### ФРАГМЕНТ ТЕКСТА
========
Довлатов неоднократно подчеркивал, что вся его жизнь, в том числе и эмиграция, - цепь случайностей, определивших его судьбу. Случай кардинально меняет жизнь довлатовских героев, что художественно воплотилось в «Заповеднике», «Зоне», «Чемодане», «Филиале» и в других произведениях писателя. Безусловно, между героями Довлатова и самим автором нельзя поставить знак равенства, однако нельзя не отметить, что тексты писателя во многом носят автобиографический характер, так или иначе соотносясь с происходившими в жизни Довлатова событиями.

Художественные законы довлатовского мира также обусловлены случайностью. Мир, изображенный в произведениях писателя, трагичен и абсурден: безумие воспринимается вполне естественно, а интеллигентность и норма - чем-то необычным, безумным и нелепым. «Я шел и думал - мир охвачен безумием. Безумие становится нормой. Норма вызывает ощущение чуда» (Довлатов. Заповедник, 2018: 68).
========
### ОПИСАНИЕ ЗАДАНИЯ
Изложите суть фрагмента о Довлатове выше в двух предложениях.
========
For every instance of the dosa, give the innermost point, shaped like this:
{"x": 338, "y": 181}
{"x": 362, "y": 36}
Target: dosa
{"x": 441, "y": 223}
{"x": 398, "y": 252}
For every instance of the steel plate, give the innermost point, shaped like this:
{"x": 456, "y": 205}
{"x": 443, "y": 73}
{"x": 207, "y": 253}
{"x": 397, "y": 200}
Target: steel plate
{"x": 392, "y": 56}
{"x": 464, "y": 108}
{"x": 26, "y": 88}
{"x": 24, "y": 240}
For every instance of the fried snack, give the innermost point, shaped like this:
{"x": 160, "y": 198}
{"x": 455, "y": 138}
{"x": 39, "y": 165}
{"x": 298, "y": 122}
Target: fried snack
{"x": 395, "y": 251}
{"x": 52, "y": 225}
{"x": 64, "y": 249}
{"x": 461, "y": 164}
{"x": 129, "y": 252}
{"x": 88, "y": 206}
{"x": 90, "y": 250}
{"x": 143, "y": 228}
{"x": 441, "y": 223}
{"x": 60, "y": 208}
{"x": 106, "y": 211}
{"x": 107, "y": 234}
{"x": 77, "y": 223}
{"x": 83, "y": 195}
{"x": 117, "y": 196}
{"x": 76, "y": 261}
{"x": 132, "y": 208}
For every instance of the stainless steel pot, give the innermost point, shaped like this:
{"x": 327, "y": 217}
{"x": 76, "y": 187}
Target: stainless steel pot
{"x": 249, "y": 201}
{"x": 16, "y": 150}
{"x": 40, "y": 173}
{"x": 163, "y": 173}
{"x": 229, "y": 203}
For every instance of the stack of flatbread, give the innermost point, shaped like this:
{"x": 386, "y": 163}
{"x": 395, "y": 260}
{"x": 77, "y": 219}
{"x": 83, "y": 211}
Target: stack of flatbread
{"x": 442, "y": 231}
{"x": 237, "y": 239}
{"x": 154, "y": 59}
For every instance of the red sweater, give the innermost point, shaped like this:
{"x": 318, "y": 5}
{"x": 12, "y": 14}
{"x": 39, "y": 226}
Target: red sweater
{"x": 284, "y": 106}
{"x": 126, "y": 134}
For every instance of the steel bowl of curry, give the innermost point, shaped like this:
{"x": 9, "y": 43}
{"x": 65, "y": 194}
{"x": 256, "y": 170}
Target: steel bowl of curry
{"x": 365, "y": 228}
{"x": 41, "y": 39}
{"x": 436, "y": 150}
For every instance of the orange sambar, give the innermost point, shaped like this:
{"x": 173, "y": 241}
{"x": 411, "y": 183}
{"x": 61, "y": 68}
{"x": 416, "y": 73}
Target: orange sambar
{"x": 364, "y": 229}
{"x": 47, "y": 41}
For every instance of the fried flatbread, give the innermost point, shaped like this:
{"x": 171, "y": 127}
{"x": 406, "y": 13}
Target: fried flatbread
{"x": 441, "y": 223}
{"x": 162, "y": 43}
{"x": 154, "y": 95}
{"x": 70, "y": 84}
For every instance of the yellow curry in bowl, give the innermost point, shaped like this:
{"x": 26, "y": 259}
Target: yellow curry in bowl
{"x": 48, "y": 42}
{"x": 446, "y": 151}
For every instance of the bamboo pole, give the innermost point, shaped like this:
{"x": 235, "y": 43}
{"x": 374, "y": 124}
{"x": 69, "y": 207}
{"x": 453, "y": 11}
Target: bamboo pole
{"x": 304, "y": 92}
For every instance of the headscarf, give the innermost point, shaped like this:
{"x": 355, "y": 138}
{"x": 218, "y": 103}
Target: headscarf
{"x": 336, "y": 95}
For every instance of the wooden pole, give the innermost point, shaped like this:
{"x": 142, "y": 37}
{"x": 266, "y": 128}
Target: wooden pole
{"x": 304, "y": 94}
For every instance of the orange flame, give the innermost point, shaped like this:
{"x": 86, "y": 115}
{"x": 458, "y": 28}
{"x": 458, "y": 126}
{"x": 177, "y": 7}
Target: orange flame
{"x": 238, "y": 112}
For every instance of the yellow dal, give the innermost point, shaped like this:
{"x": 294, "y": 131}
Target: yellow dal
========
### РЕЗУЛЬТАТ
Довлатов подчеркивал, что его жизнь, включая эмиграцию, представляет собой цепь случайностей, и случай так же кардинально меняет жизнь героев его во многом автобиографических произведений, таких как «Заповедник», «Зона» и «Чемодан». Случайностью обусловлены и законы его трагичного и абсурдного художественного мира, где безумие воспринимается естественно, а норма и интеллигентность кажутся необычными и нелепыми.